■ 取り組む課題 ■
1 > 「第九」公演の提示文にある「14時からと18時からの一日2公演で、18時の回に足を運んだ。」を英語に訳しなさい。
2 > 「第九」公演の提示文を、最後の文の後から書き継ぎなさい。

■ 提示文 ■

▼

December 28, 2020

バッハ・コレギウム・ジャパンの「第九」

●27日は東京オペラシティで鈴木雅明指揮バッハ・コレギウム・ジャパンによるベートーヴェン「第九」。2019年1月にも同ホールでBCJは「第九」を演奏しているが、ベートーヴェン生誕250年の締めくくりとして、今回の公演が急遽実現。14時からと18時からの一日2公演で、18時の回に足を運んだ。客席は大盛況(一席空けではない)。今年、珍しく3公演も「第九」を聴いたが、どれもお客さんがよく入っている。この一年の鬱憤を晴らすがのごとく、せめて「第九」は聴く、ということなのか。森麻季のソプラノ、林美智子のアルト、櫻田亮のテノール、加耒徹のバス。

▲

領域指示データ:
▼

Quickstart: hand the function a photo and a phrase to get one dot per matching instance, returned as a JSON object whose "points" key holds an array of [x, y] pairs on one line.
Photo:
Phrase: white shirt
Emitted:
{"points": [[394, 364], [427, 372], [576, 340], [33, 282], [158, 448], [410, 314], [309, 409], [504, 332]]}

▲
▼

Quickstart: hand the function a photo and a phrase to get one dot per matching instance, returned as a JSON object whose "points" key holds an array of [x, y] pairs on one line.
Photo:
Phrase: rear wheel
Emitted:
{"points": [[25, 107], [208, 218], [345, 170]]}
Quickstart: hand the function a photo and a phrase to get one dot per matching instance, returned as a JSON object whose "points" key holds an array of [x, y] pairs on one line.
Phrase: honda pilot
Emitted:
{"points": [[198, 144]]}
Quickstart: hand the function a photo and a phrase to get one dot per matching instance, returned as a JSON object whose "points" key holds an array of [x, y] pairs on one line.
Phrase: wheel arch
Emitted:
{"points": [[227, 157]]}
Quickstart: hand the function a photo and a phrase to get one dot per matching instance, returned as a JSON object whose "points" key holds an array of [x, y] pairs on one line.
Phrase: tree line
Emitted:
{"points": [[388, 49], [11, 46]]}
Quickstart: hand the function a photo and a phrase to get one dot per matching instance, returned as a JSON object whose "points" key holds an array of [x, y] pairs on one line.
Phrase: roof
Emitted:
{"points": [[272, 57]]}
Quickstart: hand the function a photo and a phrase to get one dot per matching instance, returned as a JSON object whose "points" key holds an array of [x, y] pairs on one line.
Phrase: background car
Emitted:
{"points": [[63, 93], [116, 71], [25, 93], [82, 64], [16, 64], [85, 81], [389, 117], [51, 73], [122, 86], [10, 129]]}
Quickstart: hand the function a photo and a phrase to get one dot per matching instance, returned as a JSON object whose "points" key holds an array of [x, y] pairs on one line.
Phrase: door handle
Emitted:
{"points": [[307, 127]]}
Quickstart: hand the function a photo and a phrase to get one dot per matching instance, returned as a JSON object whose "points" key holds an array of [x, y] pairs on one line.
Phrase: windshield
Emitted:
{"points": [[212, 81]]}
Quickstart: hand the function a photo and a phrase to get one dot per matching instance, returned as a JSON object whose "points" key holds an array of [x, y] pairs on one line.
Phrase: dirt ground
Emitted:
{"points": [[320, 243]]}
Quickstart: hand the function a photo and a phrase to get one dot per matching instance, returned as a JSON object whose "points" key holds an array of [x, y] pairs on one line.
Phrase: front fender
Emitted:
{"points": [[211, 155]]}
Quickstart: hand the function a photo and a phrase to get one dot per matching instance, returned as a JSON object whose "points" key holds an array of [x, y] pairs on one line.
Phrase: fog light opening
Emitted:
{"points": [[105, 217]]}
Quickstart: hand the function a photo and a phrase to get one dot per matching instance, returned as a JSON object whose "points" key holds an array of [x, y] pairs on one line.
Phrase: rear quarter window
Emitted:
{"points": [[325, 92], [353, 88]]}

▲

■ 課題の解答 ■
1 > There were two performances in one day, at 2 p.m. and at 6 p.m., and I went to the 6 p.m. one.

2 >
●休憩なしの公演だが、「第九」に先立って鈴木優人のオルガンでバッハのパッサカリアとフーガ ハ短調 BWV582。ささやかに始まって、やがて荘厳華麗な威容が築かれる様は圧倒的。「第九」の前にバッハのオルガン曲を一曲というのは、内容の点でも長さの点でも吉。「第九」は弦楽器7型(7-7-5-5-3)、合唱は30名強。もともとBCJならこれが本来の姿という思いがあるからなのか、今年聴いた「第九」のなかではもっとも少人数であるにもかかわらず、一切の不足を感じさせず、むしろ格段の熱量が伝わってくる。先日の「運命」でも感じたが、今回もオーケストラの響きが清澄。弦楽器の透明感が本当にすばらしい。そして管楽器はカラフルで、ひとつひとつのパート、ひとりひとりの奏者が際立つ。モダン・オーケストラの均質性や安定性に代わる、語り口の豊かさ。第4楽章、加耒さんのレチタティーヴォが最強に雄弁だった。
●いつもは「第九」を聴くと一年を振り返る年末気分になるのだが、今年はまったくそういう気分になれない。ウイルス禍で一年が一年ではなかったから。あるいは、今は振り返る時期ではなく、これから始まる時期だから、かな。感染状況は今がもっとも酷く、都内の新規陽性者数は一直線の増加から、この数日でさらに勾配を増している。年末年始の休みで劇的に感染者が減ることを願うばかり。